▸ Exercise: Swap "mushroom cap" for "toadstool cap" in the listing, from its first line up to and including the line containing "316], [81, 321]]]", with everything else unchanged. Omit the pictures from the result.

▸ Dataset records:

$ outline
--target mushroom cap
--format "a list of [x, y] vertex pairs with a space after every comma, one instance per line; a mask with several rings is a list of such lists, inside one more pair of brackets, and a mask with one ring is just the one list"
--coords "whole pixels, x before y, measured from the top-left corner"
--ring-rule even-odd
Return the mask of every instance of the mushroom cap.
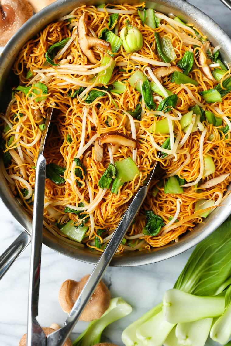
[[0, 46], [6, 44], [33, 15], [32, 8], [26, 0], [1, 0]]
[[28, 2], [32, 6], [33, 11], [35, 13], [55, 1], [56, 0], [28, 0]]
[[[43, 331], [45, 333], [46, 336], [47, 336], [48, 334], [51, 334], [53, 331], [55, 331], [55, 329], [52, 328], [42, 328]], [[26, 346], [26, 333], [24, 334], [21, 338], [19, 341], [19, 346]], [[71, 342], [70, 339], [68, 339], [63, 346], [72, 346], [72, 344]]]
[[[90, 275], [79, 281], [66, 280], [63, 282], [59, 293], [59, 300], [64, 312], [69, 313]], [[89, 321], [99, 318], [109, 307], [111, 295], [101, 280], [80, 316], [81, 321]]]

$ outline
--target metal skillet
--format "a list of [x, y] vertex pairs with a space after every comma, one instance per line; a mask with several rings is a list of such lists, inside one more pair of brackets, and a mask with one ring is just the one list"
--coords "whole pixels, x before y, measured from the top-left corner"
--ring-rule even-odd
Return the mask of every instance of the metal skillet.
[[[230, 1], [223, 0], [223, 2], [228, 3]], [[106, 2], [118, 4], [125, 2], [123, 0], [115, 0], [115, 1], [110, 0]], [[101, 0], [57, 0], [33, 16], [11, 39], [0, 55], [0, 92], [5, 90], [4, 84], [16, 56], [28, 40], [52, 21], [68, 14], [75, 7], [83, 3], [86, 6], [94, 4], [97, 6], [102, 2]], [[126, 3], [132, 4], [137, 2], [137, 0], [126, 1]], [[166, 15], [172, 13], [178, 16], [186, 22], [194, 23], [195, 26], [207, 36], [208, 40], [214, 47], [220, 46], [220, 51], [223, 60], [227, 62], [231, 61], [230, 38], [211, 18], [191, 4], [184, 0], [147, 0], [146, 4], [147, 8], [153, 8]], [[4, 100], [3, 92], [2, 95]], [[231, 185], [230, 184], [228, 191], [230, 190]], [[24, 240], [19, 241], [18, 238], [14, 248], [9, 248], [7, 252], [6, 257], [8, 258], [8, 263], [10, 263], [11, 259], [16, 258], [14, 256], [17, 257], [20, 249], [23, 248], [25, 242], [26, 243], [27, 240], [30, 239], [31, 219], [11, 192], [1, 170], [0, 198], [26, 231], [23, 234]], [[217, 207], [202, 222], [194, 227], [192, 231], [182, 235], [178, 243], [169, 244], [159, 248], [152, 247], [150, 250], [145, 250], [141, 253], [129, 251], [120, 255], [116, 253], [110, 265], [119, 267], [141, 265], [158, 262], [181, 253], [204, 239], [225, 220], [231, 212], [231, 194], [226, 199], [225, 204]], [[80, 248], [78, 244], [73, 245], [68, 244], [65, 239], [60, 239], [53, 235], [45, 227], [43, 241], [51, 248], [78, 261], [95, 265], [99, 257], [98, 252], [86, 247]], [[8, 257], [7, 255], [9, 255]]]
[[[159, 153], [159, 157], [160, 155]], [[147, 176], [146, 185], [140, 189], [129, 205], [64, 322], [64, 327], [46, 337], [35, 318], [38, 315], [42, 235], [43, 218], [41, 216], [43, 214], [44, 199], [42, 201], [41, 199], [42, 193], [44, 193], [45, 190], [45, 176], [44, 172], [43, 172], [42, 165], [44, 165], [45, 160], [45, 166], [44, 168], [45, 171], [46, 160], [44, 156], [42, 157], [44, 159], [43, 163], [42, 163], [41, 169], [39, 169], [40, 171], [36, 172], [37, 174], [35, 177], [34, 200], [35, 207], [34, 206], [32, 222], [27, 346], [63, 346], [92, 296], [97, 285], [144, 201], [152, 178], [156, 173], [158, 162], [155, 162], [152, 172]], [[39, 163], [41, 162], [41, 160]], [[36, 165], [36, 171], [37, 170]], [[41, 176], [40, 174], [43, 176]], [[42, 184], [42, 186], [39, 186], [38, 193], [37, 188], [39, 183]], [[38, 233], [36, 233], [35, 231], [36, 230]]]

▸ Output for this exercise:
$ outline
--target toadstool cap
--format "a list of [x, y] vertex pairs with a space after every comma, one instance per line; a mask with several rings is a list of such lists, inside one more pair of brackets, and a mask with one ring is just the one list"
--coords "whole pixels, x before y, measured from the top-left corner"
--ring-rule even-odd
Return the mask of every instance of the toadstool cap.
[[0, 46], [6, 44], [33, 15], [32, 8], [26, 0], [1, 0]]
[[28, 2], [32, 6], [33, 11], [35, 13], [55, 1], [56, 0], [28, 0]]
[[[43, 331], [45, 333], [46, 336], [47, 336], [48, 334], [51, 334], [53, 331], [55, 331], [55, 329], [52, 328], [42, 328]], [[26, 346], [26, 333], [24, 334], [21, 338], [19, 341], [19, 346]], [[71, 342], [70, 339], [68, 339], [63, 346], [72, 346], [72, 344]]]
[[[90, 275], [79, 281], [66, 280], [63, 282], [59, 293], [59, 300], [64, 312], [69, 313]], [[89, 321], [99, 318], [109, 307], [111, 295], [101, 280], [80, 316], [81, 321]]]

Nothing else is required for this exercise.